▶ **What to produce**
Rewrite the lines below, replacing each "drop a marker" with "place a dot" and changing nothing else. Leave the pictures out.

▶ **Dataset extract**
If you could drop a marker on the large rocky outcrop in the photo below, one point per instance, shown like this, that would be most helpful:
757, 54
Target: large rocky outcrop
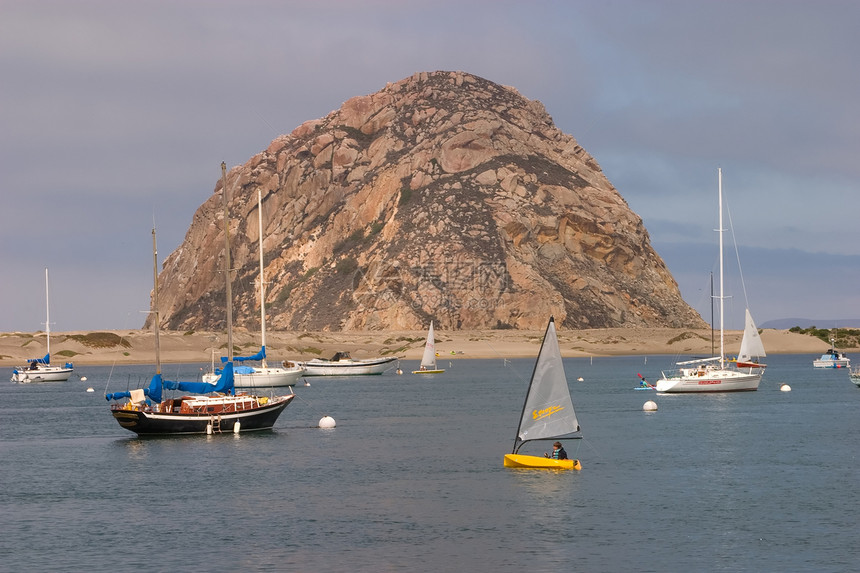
443, 196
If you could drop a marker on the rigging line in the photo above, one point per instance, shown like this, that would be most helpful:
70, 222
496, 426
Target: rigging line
114, 363
737, 254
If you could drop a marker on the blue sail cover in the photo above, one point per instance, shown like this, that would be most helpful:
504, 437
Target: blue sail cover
258, 356
224, 384
45, 360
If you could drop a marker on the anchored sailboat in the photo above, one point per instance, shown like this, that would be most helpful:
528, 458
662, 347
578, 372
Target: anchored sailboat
428, 360
548, 412
41, 369
213, 407
716, 374
752, 348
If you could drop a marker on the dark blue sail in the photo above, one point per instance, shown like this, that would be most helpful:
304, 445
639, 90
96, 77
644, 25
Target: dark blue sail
258, 356
224, 384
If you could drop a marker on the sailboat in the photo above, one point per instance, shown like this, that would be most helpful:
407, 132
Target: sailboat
342, 364
548, 412
428, 360
832, 358
716, 374
262, 376
211, 407
41, 369
752, 348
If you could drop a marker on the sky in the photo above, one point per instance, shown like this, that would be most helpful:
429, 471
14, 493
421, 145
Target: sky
115, 116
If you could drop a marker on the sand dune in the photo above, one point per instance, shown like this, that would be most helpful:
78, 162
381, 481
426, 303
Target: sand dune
138, 346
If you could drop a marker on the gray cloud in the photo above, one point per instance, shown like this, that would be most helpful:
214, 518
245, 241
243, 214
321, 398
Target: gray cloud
116, 114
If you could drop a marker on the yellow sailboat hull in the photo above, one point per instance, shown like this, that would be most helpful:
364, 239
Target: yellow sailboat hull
541, 463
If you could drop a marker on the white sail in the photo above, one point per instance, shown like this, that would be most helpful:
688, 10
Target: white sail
548, 410
751, 345
428, 361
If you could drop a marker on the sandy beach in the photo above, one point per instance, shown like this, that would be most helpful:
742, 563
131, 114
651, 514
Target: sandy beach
138, 346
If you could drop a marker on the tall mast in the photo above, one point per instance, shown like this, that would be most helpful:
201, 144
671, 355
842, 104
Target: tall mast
47, 317
262, 282
720, 185
155, 302
227, 264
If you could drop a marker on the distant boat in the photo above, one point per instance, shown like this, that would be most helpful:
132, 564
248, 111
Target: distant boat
716, 374
212, 408
854, 375
41, 369
428, 360
262, 376
342, 364
548, 412
832, 358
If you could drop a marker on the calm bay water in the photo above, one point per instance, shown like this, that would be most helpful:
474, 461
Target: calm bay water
411, 479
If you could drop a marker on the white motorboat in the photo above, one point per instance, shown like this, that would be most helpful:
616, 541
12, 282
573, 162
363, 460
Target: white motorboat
342, 364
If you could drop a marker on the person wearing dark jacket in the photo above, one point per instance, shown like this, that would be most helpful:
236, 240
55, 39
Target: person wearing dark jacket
558, 452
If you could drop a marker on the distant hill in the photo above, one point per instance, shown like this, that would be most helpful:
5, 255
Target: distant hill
786, 323
442, 197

▶ **Reply to the task**
If you could place a dot on the large rocky outcrop in the photo below, one point per instance, shown like this, that would be most helpful:
757, 54
Target: large rocky outcrop
443, 196
If you could place a dot on the rigging line in the photo above, one point per instance, shown like this, that would be most helpful:
70, 222
496, 426
Target: rigging line
114, 363
737, 254
If you could place a dot on the blue sail cover in the photo above, one point per instance, shown like this, that would be most helpful:
504, 437
Target: blue sail cover
258, 356
224, 384
45, 360
If you could place a dot on the anchored sailboat in the photo above, one point per instance, shown like this, that would be most helpful:
528, 458
662, 347
578, 372
Target: anchored sailboat
428, 360
548, 412
41, 369
213, 407
716, 374
752, 348
If you could place a dot on the dark blue sail in the photo above, one point per instance, shown like this, that would be most helpful:
304, 445
639, 90
96, 77
644, 25
Target: dark blue sail
258, 356
224, 384
If you could place a dot on the sailboat in the photo above, one point per instance, shown like this, that would be most helpful:
407, 132
Target: sailboat
342, 364
548, 412
428, 360
832, 358
716, 374
262, 376
211, 407
41, 369
752, 348
If you could place a dot on the sky in the photo above, one point per instance, shown like this, that would be most helpful:
429, 471
14, 493
421, 145
Target: sky
115, 116
If you could place a dot on the sand dune in the photo above, one point per instance, shown like this, that would be most helpful:
78, 162
381, 481
426, 303
Target: sand dune
138, 346
If you could place a dot on the gray cloud in the photo above, one point per instance, shown like this, that would be most helpful:
214, 518
245, 241
243, 214
321, 398
Target: gray cloud
116, 114
If you could place a dot on the yellow sailboat hull in the photo above, one point per instance, shown like this, that would be most helpful:
364, 239
Target: yellow sailboat hull
541, 463
If you could place a dot on the white sail in the photo above, one point per instance, shown like this, that would be most helpful:
688, 10
Target: white sail
548, 410
751, 345
428, 361
If you could place a dot on the sandy beach in the photo above, one point per instance, shown like this, that would be most helpful:
742, 563
131, 114
651, 514
Target: sandy beach
138, 346
If you could place a dot on the tall mast in the photo above, one point per instance, shown like this, that would be most helpful:
201, 144
671, 355
842, 104
Target: tall mast
47, 317
262, 282
720, 185
155, 302
227, 264
If you could place a dot on the distant boat in the photo above, one point per instance, shown like this, that would be most helpful:
132, 564
248, 111
Target: distant boat
716, 374
212, 408
854, 375
41, 369
428, 360
262, 376
342, 364
548, 412
832, 358
If you could place a dot on the calm bay water in the photo above, one point per instance, shown like this, that would be most helpful:
474, 461
Target: calm bay water
411, 479
If you could place a dot on the white motorboat in the photo above, one point per instance, shown like this, that would be most helpful:
616, 541
12, 282
573, 162
363, 460
Target: white motorboat
342, 364
If you could place a dot on the person wearing dark jacket in the photo above, one point per instance, shown like this, that would be most helpful:
236, 240
55, 39
Target: person wearing dark jacket
558, 452
If you could place a dot on the distant hill in the photo above, one point per instance, shown like this, that would be most helpful:
5, 255
Target: distant hill
786, 323
442, 197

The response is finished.